[Dataset records]
════════════════════

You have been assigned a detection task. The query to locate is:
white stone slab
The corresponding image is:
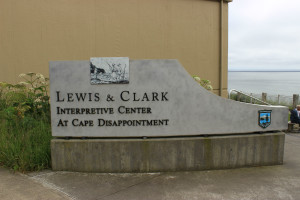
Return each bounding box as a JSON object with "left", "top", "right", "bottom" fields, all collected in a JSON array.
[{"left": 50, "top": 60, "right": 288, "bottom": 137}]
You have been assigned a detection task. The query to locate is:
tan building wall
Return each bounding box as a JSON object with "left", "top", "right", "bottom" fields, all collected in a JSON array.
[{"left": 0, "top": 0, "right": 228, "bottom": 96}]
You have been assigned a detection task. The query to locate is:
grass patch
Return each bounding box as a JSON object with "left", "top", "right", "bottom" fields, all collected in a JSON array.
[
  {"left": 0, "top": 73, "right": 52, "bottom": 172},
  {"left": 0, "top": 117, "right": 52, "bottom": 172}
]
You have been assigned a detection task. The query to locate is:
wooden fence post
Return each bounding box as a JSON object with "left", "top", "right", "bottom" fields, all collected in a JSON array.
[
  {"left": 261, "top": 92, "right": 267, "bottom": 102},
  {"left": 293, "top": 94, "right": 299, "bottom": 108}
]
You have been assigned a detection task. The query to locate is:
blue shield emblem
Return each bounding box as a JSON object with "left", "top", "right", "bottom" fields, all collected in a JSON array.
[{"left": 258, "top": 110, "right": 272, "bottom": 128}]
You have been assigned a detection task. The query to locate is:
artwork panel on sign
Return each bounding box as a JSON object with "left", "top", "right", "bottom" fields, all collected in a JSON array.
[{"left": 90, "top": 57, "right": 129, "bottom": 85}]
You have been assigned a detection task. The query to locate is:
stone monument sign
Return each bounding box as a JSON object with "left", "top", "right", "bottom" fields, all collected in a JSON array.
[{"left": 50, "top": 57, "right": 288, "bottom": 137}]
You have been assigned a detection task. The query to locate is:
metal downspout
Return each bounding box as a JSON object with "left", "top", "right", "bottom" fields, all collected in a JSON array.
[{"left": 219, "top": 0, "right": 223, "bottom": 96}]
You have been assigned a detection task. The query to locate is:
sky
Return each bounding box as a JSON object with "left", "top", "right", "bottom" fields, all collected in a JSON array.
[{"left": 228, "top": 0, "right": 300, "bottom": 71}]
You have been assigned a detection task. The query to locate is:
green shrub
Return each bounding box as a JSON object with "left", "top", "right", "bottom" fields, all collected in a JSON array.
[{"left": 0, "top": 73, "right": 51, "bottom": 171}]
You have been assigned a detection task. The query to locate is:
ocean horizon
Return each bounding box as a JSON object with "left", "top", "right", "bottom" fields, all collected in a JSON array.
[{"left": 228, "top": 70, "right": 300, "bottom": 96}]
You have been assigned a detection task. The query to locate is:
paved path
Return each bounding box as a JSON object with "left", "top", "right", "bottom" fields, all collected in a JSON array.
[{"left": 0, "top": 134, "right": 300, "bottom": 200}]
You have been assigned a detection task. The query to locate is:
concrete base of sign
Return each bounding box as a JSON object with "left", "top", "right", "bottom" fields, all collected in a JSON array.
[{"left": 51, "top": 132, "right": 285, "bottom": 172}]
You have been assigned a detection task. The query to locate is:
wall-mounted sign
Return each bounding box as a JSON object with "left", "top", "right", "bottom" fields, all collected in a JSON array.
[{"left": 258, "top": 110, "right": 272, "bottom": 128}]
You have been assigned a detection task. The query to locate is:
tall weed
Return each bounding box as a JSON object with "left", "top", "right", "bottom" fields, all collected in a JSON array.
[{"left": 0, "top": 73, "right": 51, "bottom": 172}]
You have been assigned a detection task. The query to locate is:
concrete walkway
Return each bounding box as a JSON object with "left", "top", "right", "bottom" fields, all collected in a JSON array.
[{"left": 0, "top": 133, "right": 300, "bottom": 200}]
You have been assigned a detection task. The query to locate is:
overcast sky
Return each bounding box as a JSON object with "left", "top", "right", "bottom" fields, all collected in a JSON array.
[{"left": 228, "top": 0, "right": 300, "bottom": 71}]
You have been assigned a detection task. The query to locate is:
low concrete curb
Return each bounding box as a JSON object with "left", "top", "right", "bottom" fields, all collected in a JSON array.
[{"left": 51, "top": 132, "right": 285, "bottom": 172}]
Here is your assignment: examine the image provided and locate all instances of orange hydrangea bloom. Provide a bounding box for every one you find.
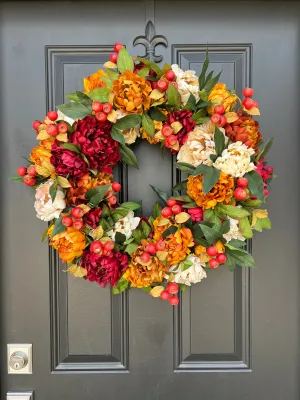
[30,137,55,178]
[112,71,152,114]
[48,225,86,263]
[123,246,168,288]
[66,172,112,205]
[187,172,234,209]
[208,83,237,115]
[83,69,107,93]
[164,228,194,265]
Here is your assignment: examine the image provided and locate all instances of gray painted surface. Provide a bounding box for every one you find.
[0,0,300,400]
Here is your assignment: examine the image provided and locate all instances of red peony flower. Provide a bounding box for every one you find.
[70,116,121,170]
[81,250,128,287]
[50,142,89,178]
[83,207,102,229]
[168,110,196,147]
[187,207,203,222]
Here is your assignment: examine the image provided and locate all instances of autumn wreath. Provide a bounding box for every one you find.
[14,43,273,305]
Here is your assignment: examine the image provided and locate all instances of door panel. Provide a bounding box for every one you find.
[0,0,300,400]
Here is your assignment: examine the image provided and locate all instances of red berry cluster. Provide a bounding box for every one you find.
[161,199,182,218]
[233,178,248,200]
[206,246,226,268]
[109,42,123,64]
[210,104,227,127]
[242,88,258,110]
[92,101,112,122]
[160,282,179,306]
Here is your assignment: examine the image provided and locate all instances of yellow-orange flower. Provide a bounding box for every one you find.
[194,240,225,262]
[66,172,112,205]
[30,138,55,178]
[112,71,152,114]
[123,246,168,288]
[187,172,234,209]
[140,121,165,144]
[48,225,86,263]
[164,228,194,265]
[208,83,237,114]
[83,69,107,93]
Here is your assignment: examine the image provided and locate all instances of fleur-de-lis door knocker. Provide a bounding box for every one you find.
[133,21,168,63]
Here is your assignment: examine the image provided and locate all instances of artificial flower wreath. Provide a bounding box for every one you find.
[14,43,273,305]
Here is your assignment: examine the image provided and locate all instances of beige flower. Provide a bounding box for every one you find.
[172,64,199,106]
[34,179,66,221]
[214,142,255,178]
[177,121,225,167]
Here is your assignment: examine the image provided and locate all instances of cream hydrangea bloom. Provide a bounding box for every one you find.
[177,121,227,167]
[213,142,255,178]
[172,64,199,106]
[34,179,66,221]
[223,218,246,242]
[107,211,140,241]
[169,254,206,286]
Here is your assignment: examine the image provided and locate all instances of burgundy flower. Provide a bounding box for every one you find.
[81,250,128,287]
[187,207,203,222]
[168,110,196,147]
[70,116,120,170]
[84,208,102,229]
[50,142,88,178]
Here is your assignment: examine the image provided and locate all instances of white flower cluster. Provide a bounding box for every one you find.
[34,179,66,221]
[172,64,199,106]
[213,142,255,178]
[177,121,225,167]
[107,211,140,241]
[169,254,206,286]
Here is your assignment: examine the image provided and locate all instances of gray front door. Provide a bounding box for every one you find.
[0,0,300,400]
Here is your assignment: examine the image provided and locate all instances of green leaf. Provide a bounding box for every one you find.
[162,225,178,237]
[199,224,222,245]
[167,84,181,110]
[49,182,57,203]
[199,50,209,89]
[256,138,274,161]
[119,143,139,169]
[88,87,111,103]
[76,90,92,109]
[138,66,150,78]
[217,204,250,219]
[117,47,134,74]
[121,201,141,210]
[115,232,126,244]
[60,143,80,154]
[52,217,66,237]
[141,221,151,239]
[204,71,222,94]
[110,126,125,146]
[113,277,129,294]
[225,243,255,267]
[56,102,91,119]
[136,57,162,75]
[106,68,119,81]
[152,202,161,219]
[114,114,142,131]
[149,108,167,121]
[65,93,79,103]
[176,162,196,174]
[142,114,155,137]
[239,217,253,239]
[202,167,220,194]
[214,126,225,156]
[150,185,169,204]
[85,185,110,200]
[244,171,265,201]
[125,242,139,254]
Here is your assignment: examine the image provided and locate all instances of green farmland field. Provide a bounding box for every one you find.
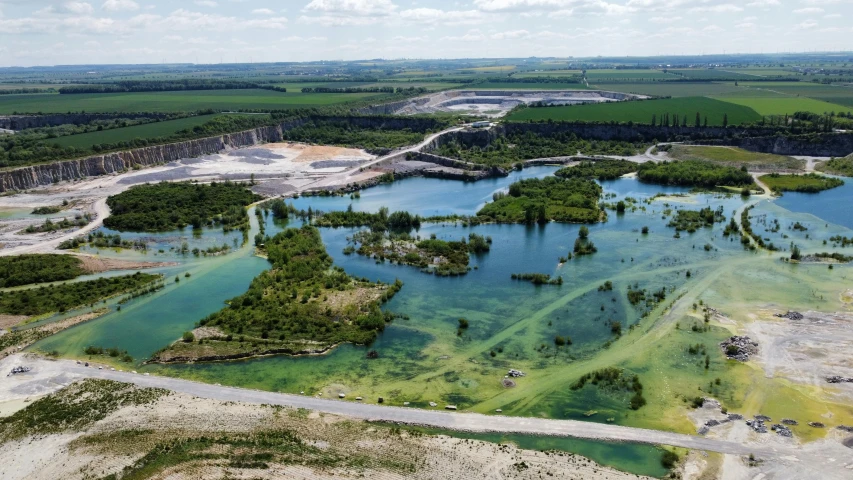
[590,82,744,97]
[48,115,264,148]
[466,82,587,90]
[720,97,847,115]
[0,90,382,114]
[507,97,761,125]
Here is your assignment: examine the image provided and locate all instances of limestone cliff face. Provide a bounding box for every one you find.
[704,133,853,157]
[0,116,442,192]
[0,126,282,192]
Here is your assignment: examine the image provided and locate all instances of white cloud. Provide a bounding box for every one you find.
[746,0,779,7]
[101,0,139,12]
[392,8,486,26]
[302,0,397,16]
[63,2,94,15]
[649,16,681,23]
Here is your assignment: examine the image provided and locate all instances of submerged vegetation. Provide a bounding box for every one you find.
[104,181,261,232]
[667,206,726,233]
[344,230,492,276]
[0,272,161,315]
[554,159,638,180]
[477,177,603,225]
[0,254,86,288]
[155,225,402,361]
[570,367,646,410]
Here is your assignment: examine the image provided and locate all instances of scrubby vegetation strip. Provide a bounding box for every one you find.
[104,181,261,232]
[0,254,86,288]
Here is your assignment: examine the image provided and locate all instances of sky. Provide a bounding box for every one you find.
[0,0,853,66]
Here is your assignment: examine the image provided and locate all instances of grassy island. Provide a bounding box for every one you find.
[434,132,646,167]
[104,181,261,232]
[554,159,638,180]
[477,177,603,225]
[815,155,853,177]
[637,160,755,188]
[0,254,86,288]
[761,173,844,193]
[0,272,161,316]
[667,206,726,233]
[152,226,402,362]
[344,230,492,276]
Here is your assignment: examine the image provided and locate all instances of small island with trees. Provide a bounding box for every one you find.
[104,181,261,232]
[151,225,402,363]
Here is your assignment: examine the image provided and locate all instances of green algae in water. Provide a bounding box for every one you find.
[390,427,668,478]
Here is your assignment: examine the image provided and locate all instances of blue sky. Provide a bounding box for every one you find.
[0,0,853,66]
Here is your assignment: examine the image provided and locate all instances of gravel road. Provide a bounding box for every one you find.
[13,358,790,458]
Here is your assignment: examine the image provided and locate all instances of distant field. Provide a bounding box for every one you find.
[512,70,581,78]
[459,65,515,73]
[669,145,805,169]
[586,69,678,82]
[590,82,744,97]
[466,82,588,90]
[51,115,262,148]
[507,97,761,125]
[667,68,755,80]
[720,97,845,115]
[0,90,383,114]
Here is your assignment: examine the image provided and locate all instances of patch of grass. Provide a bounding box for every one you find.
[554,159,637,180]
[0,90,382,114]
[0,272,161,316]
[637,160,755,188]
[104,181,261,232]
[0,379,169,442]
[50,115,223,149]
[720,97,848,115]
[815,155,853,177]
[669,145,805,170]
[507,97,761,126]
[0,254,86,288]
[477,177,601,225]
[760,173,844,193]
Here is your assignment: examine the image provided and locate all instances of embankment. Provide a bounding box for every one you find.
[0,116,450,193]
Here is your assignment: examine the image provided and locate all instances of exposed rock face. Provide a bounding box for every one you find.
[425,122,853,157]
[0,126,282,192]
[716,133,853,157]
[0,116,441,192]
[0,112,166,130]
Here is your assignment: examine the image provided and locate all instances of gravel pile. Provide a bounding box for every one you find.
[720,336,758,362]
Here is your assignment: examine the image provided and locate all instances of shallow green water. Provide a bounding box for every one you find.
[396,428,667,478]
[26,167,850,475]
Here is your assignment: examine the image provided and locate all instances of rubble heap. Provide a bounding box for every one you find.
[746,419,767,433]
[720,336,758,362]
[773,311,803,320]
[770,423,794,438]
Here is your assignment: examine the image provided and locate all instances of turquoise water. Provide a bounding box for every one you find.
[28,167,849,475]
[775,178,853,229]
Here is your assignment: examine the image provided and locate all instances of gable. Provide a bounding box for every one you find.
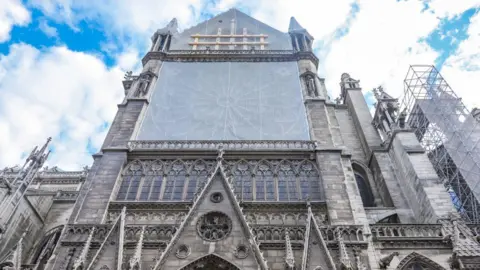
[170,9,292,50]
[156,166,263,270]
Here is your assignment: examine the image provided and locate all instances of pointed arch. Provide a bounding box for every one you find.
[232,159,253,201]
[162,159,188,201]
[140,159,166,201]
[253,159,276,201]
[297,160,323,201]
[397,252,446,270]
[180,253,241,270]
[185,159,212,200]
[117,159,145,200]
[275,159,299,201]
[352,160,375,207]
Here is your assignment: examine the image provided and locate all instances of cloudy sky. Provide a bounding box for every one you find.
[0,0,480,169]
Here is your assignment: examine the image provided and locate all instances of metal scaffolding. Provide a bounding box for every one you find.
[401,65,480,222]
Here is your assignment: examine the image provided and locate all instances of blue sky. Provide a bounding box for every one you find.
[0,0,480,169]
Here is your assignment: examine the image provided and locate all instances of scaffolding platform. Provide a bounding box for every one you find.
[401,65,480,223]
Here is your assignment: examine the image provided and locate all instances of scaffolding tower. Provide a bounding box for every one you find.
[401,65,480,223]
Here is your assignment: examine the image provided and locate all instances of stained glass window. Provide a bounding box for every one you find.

════════════════════

Requirements :: Copy the lines of the data verbatim, from the line containing "of red berry" through the line containing "[133,21,168,63]", with both of those lines included.

Answer for the task ::
Here is your assignment: examine the image provided and locate all instances of red berry cluster. Provide a bounding box for every one you find.
[161,199,182,218]
[233,178,248,200]
[206,246,226,268]
[109,42,123,64]
[210,104,227,127]
[242,88,258,110]
[92,101,112,122]
[160,282,179,306]
Here is your assignment: examine the image provided and locate all instances of yellow-orange flower. Provide a bounding box for every one you find.
[194,240,225,262]
[66,172,112,205]
[30,138,55,178]
[112,71,152,114]
[123,246,168,288]
[187,172,234,209]
[140,121,165,144]
[48,225,86,263]
[164,228,194,265]
[208,83,237,114]
[83,69,107,93]
Here is your assignment: examine the image provided and locate all instances of fleur-de-lis door knocker. Provide a bounding box for every one you find.
[133,21,168,63]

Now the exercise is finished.